Excerpts of bounding box data:
****************

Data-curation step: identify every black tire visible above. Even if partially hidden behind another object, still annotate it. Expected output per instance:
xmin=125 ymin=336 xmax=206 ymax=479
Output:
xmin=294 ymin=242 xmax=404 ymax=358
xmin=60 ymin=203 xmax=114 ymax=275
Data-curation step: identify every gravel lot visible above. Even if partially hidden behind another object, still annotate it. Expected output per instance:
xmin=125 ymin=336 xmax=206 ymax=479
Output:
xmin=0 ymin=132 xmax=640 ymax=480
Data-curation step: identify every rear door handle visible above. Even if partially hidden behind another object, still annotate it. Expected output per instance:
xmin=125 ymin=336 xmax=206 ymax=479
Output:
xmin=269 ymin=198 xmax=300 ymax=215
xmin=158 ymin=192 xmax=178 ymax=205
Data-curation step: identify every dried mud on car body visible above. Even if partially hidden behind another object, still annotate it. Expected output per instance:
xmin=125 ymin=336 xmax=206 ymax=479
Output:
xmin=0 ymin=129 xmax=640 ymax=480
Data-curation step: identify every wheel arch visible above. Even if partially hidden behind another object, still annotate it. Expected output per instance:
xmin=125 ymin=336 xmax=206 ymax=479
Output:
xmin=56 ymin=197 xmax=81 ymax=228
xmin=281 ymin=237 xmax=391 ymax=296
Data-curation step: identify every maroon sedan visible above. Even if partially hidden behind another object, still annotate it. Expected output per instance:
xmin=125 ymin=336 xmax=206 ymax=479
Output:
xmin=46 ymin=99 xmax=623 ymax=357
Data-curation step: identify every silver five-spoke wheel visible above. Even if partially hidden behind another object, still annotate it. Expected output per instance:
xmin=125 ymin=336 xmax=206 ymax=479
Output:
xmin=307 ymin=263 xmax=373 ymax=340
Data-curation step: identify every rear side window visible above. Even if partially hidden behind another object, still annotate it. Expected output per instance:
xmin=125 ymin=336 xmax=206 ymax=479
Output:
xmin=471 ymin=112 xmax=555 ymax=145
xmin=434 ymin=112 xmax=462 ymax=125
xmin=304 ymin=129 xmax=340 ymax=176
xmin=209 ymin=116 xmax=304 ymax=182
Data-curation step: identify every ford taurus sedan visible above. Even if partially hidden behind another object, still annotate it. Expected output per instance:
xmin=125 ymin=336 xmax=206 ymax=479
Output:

****************

Please copy all of the material above word for word, keeping every line unchanged.

> **Result**:
Data-curation step: identify every black tire visible above. Even if partially hidden behind another object, still annotate it. Expected output per instance:
xmin=125 ymin=336 xmax=206 ymax=479
Output:
xmin=294 ymin=242 xmax=404 ymax=358
xmin=60 ymin=203 xmax=114 ymax=275
Data-curation step: identify every gravel lot visible above. Even if partially hidden behind another object, still annotate it. Expected output per instance:
xmin=125 ymin=336 xmax=206 ymax=479
Output:
xmin=0 ymin=132 xmax=640 ymax=480
Data-curation step: identify every rear door handle visible above. Even if partially hidden behind another object, still annotate it. Expected output per instance:
xmin=125 ymin=336 xmax=206 ymax=479
Output:
xmin=269 ymin=198 xmax=300 ymax=215
xmin=158 ymin=192 xmax=178 ymax=205
Data-curation step: identify every dried mud on car body visible above. Even if partially hidden behind another object, still annotate it. Expected output per instance:
xmin=125 ymin=336 xmax=206 ymax=479
Output:
xmin=0 ymin=129 xmax=640 ymax=480
Data-curation step: identify every wheel arch visible above. Even if partially hidden behind another object, still annotate it. Expected output per instance:
xmin=125 ymin=336 xmax=206 ymax=479
Output:
xmin=56 ymin=197 xmax=81 ymax=228
xmin=281 ymin=237 xmax=391 ymax=296
Data-curation step: identify every maroon sedan visible above. Even if partially hidden behind another object, still annotate it. Expected output per instance:
xmin=125 ymin=336 xmax=206 ymax=479
Output:
xmin=46 ymin=99 xmax=623 ymax=357
Data-curation step: identify every silver five-spoke wheel visible above. Even if partially hidden behind another object, still annotate it. Expected output per instance:
xmin=125 ymin=336 xmax=206 ymax=479
Output:
xmin=307 ymin=263 xmax=373 ymax=340
Data-curation step: identify every rear side window visible above. Even if partially hidden behind another object, still annotate it. Expected output per instance:
xmin=125 ymin=336 xmax=206 ymax=479
Output:
xmin=471 ymin=112 xmax=555 ymax=145
xmin=434 ymin=112 xmax=462 ymax=125
xmin=304 ymin=129 xmax=340 ymax=176
xmin=209 ymin=116 xmax=304 ymax=182
Data-curation step: identify every ford taurus sedan visible above. Even if partially hidden behind another object, still annotate it. Expected output per instance:
xmin=125 ymin=336 xmax=206 ymax=479
Output:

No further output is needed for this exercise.